— Texte à lire —
* * * * * * *
Cette fois-ci, ce sont de jeunes indiens qui viennent s'installer à mes cotés, ils sont trois, ils ne parlent pas anglais. Je leur fourni des cigarettes, ils boivent dans ma bouteille, et tiennent absolument à tester mon instrument bien qu'ils ne savent pas en jouer, ils grattent les quatre cordes à vide et chantent. L'un des trois me le redonne, je lui dis « Thank you », ils répètent tous les trois « Thank you » et rigolent, je leur demande « comment dit-on thank you en indien », ils me répondent « comment dit-on thank you en indien », j'étais bercé entre deux sentiments, l'un qui me disait ce moment est génial, et un autre qui me disait de me méfier d'eux craignant qu'ils partent en courant avec mes affaires, finalement ils ont bu un peu et sont retournés d'où ils venaient.
Un autre soir, je me préparait à participer à une « Silent Party » (ces soirées sont très appréciées dans le coin, car les autorités ont sévi en matière de nuisances sonores, la musique est censée s'arrêter à 22 heure, le principe consiste à faire la fête avec un casque hifi sur la tête, je sais, c'est bizarre comme concept), j' étais sur le chemin pour aller au club, sur le flanc rocailleux de la plage, lorsque j'ai croisé un vendeur de cigarette assis tranquillement devant son stand :
« Hello my friend » me dit-il comme tous les indiens.
* * * * * * *
— Entrées de données enregistrées —
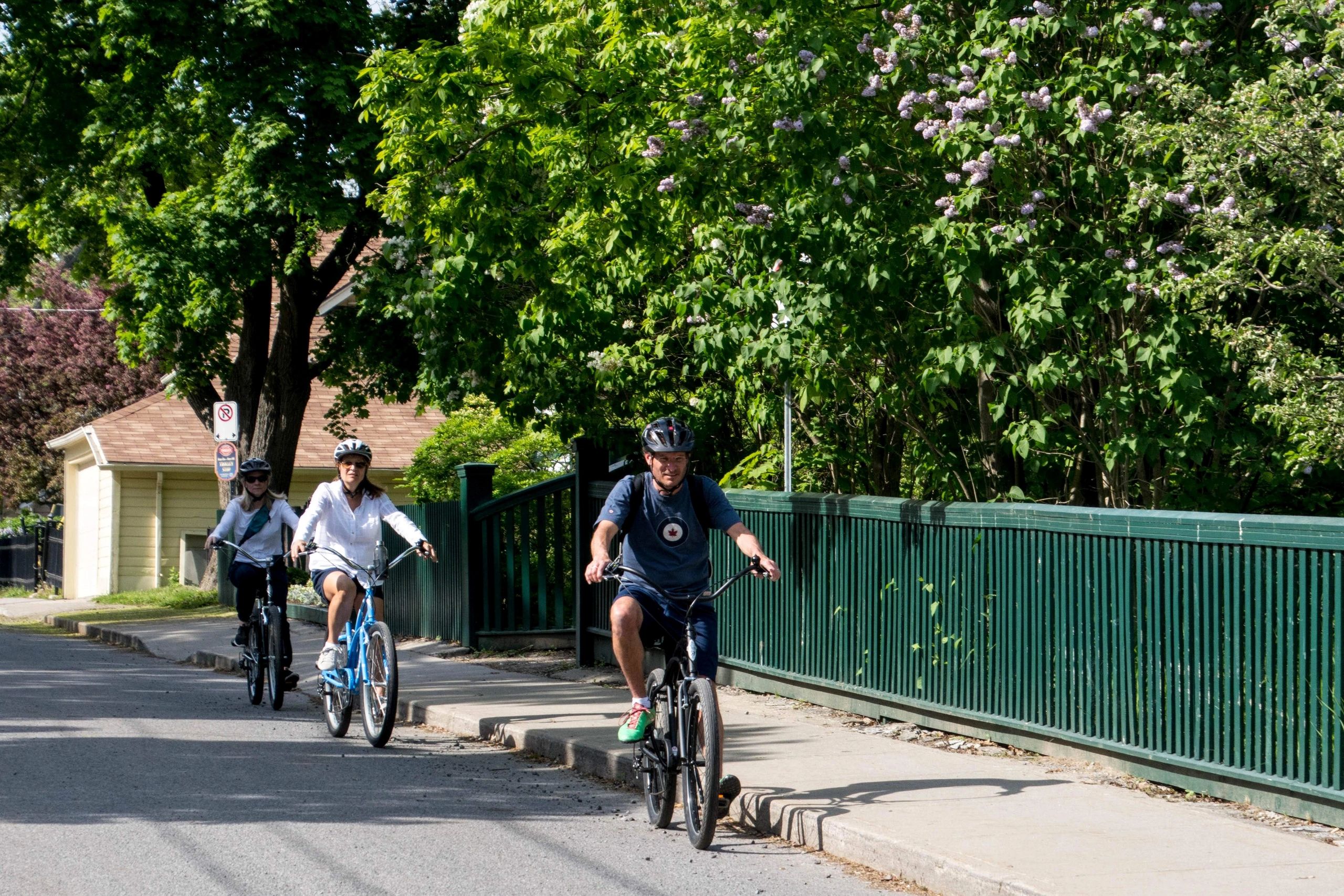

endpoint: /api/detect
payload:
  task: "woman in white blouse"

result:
[290,439,437,672]
[206,457,298,690]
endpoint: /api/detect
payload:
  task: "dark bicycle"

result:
[215,539,285,709]
[603,556,765,849]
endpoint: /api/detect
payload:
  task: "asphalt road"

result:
[0,630,878,896]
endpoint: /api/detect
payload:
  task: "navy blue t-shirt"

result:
[598,473,742,598]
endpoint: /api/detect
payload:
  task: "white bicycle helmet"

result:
[332,439,374,463]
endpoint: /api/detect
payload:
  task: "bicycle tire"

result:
[681,678,723,849]
[247,618,266,707]
[634,669,676,829]
[322,681,355,737]
[266,610,285,712]
[359,622,396,747]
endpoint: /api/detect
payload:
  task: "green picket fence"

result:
[713,492,1344,819]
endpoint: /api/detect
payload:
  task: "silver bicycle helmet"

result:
[332,439,374,463]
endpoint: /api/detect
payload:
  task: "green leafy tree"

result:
[0,0,460,488]
[364,0,1341,509]
[403,395,570,502]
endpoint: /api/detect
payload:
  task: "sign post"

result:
[215,402,238,443]
[215,442,238,482]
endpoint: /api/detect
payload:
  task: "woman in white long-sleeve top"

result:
[290,439,435,672]
[206,457,298,690]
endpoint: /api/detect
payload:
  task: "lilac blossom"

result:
[1022,87,1055,111]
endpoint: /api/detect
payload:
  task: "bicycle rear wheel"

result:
[681,678,723,849]
[243,617,266,707]
[359,622,396,747]
[634,669,676,827]
[322,681,355,737]
[266,610,285,709]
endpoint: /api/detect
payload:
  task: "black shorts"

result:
[309,570,383,603]
[615,582,719,678]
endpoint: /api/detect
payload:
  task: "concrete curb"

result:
[46,617,1048,896]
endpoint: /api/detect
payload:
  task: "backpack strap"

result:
[687,476,711,540]
[615,473,712,552]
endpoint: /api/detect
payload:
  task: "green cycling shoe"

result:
[615,704,653,744]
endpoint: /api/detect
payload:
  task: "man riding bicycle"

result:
[585,416,780,806]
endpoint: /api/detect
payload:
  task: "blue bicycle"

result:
[304,541,418,747]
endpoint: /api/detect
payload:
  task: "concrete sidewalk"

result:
[42,619,1344,896]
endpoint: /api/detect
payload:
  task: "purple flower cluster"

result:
[1022,87,1055,111]
[1162,184,1200,215]
[640,137,667,159]
[734,203,774,228]
[1208,196,1241,219]
[668,118,710,144]
[961,149,994,187]
[872,47,900,75]
[1074,97,1111,134]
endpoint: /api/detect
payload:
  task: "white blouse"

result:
[211,496,298,565]
[295,481,426,586]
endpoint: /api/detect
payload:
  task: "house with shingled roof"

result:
[47,263,444,598]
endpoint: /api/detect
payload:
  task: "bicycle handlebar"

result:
[214,539,276,567]
[602,555,765,605]
[298,544,419,584]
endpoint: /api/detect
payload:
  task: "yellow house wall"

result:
[117,470,159,591]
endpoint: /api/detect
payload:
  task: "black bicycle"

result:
[215,539,285,709]
[603,556,765,849]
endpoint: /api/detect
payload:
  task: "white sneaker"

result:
[317,646,345,672]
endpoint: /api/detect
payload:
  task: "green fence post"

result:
[457,463,495,648]
[574,438,607,666]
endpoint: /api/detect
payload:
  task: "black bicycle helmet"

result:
[643,416,695,454]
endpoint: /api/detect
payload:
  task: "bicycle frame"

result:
[605,556,763,773]
[304,541,419,690]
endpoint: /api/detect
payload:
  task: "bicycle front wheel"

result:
[359,622,396,747]
[245,617,266,707]
[266,610,285,709]
[322,681,355,737]
[681,678,723,849]
[634,669,676,827]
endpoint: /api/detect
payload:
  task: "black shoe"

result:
[718,775,742,818]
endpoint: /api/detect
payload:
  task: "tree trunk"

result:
[251,271,320,492]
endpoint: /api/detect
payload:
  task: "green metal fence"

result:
[713,492,1344,822]
[470,476,575,637]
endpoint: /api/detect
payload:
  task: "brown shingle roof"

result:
[90,384,444,470]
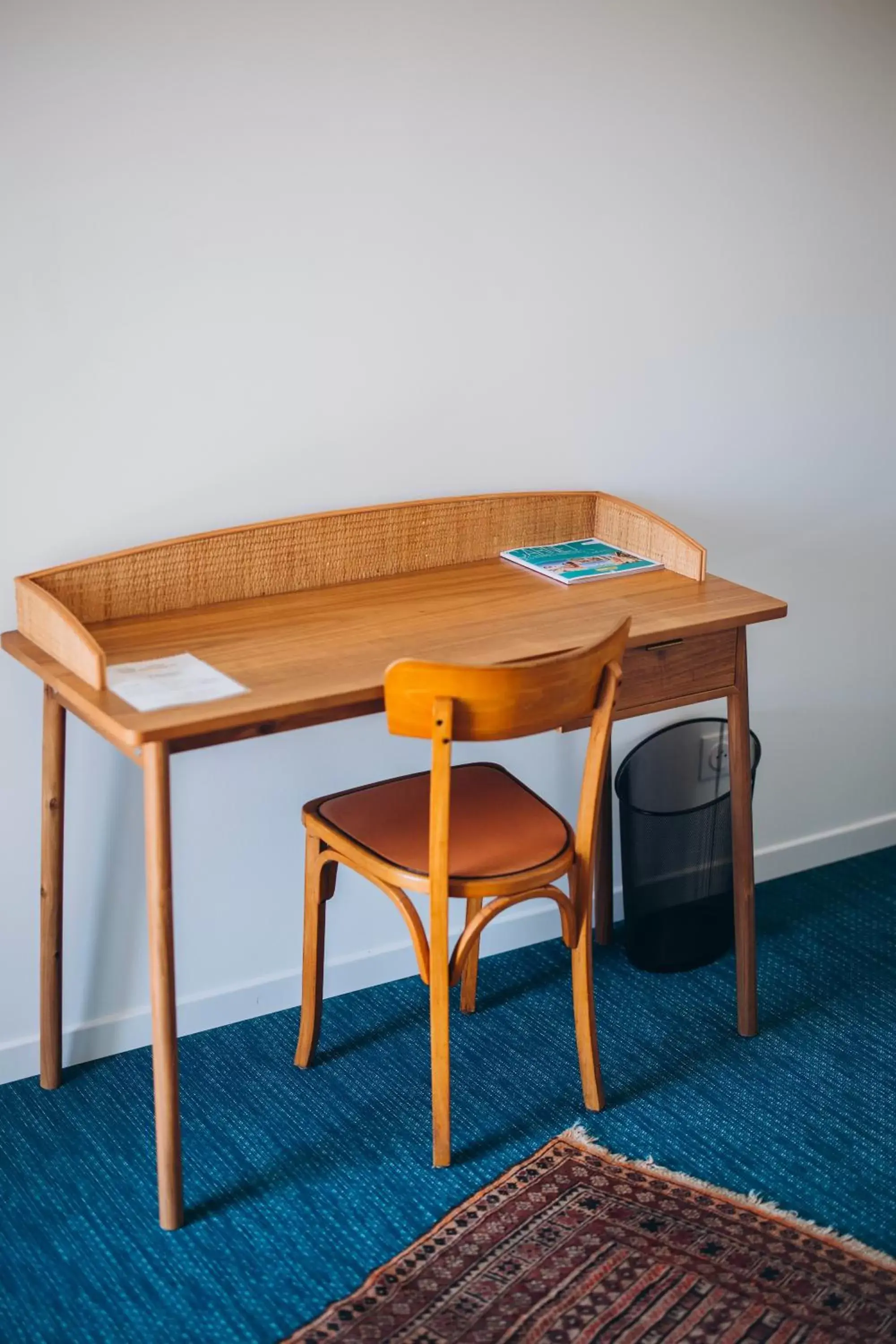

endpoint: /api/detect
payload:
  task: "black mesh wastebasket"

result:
[615,719,760,970]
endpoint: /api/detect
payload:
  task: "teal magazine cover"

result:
[501,536,663,583]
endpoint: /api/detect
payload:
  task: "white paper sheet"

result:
[106,653,249,714]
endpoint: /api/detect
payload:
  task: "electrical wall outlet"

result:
[698,731,729,784]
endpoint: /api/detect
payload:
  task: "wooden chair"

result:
[296,620,629,1167]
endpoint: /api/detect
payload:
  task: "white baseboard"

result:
[0,813,896,1083]
[755,812,896,882]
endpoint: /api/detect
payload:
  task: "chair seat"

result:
[314,763,571,878]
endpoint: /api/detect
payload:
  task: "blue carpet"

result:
[0,849,896,1344]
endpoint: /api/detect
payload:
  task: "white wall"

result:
[0,0,896,1078]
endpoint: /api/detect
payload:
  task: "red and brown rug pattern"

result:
[289,1130,896,1344]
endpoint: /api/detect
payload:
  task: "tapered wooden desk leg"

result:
[728,626,758,1036]
[430,894,451,1167]
[569,870,603,1110]
[144,742,184,1231]
[40,685,66,1087]
[594,747,612,948]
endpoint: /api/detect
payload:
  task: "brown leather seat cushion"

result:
[319,765,568,878]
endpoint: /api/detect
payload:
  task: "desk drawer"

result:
[616,630,737,718]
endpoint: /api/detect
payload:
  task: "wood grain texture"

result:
[728,629,759,1036]
[16,578,106,691]
[430,696,454,1167]
[296,634,629,1167]
[383,620,629,742]
[294,832,336,1068]
[3,559,787,750]
[40,687,66,1089]
[144,742,184,1231]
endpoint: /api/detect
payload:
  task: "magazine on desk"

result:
[501,536,663,583]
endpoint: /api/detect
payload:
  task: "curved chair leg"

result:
[461,896,482,1012]
[296,835,337,1068]
[569,872,603,1110]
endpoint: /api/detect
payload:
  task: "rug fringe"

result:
[557,1125,896,1270]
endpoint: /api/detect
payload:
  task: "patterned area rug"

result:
[289,1129,896,1344]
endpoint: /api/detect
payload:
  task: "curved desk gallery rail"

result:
[3,491,787,1228]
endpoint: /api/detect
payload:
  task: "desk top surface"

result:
[3,558,787,749]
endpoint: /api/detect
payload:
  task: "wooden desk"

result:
[3,492,787,1228]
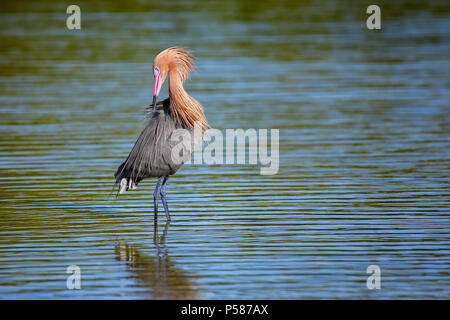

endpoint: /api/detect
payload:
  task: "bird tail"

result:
[114,161,138,194]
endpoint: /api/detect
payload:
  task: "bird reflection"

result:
[115,222,198,299]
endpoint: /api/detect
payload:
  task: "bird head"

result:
[153,47,194,110]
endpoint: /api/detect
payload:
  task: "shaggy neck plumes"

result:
[169,70,208,129]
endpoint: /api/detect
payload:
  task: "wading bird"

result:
[114,47,208,223]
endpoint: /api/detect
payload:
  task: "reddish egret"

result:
[114,47,208,222]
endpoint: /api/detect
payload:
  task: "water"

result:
[0,1,450,299]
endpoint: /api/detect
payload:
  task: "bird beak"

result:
[152,70,162,111]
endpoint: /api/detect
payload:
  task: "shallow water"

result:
[0,1,450,299]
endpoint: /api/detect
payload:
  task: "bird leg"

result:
[153,177,161,224]
[159,176,170,221]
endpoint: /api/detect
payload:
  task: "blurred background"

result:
[0,0,450,299]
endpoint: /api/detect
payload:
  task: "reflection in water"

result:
[115,223,198,299]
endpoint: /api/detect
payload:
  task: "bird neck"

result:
[169,71,208,129]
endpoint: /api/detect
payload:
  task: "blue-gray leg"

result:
[159,176,170,221]
[153,177,161,223]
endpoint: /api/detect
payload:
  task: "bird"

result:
[114,46,209,224]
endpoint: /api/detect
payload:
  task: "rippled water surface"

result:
[0,1,450,299]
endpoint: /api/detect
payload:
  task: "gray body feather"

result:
[114,98,193,193]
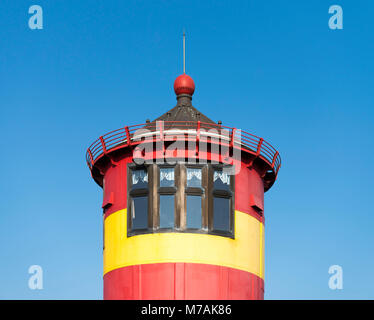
* * * * * * *
— À faire —
- 1) D'après le récit, pourquoi les « Silent Party » plaisent-elles autant dans le coin ? Réponds en une à trois phrases.
- 2) Reprends mot pour mot le passage du récit qui va de « Cette fois-ci, ce » jusqu'à « d'où ils venaient. » compris.

— Les réponses —
- 1) Elles plaisent parce que les autorités ont sévi contre les nuisances sonores et que la musique est censée s'arrêter à 22 heures. On y fait donc la fête avec un casque hifi sur la tête.

- 2)
Cette fois-ci, ce sont de jeunes indiens qui viennent s'installer à mes cotés, ils sont trois, ils ne parlent pas anglais. Je leur fourni des cigarettes, ils boivent dans ma bouteille, et tiennent absolument à tester mon instrument bien qu'ils ne savent pas en jouer, ils grattent les quatre cordes à vide et chantent. L'un des trois me le redonne, je lui dis « Thank you », ils répètent tous les trois « Thank you » et rigolent, je leur demande « comment dit-on thank you en indien », ils me répondent « comment dit-on thank you en indien », j'étais bercé entre deux sentiments, l'un qui me disait ce moment est génial, et un autre qui me disait de me méfier d'eux craignant qu'ils partent en courant avec mes affaires, finalement ils ont bu un peu et sont retournés d'où ils venaient.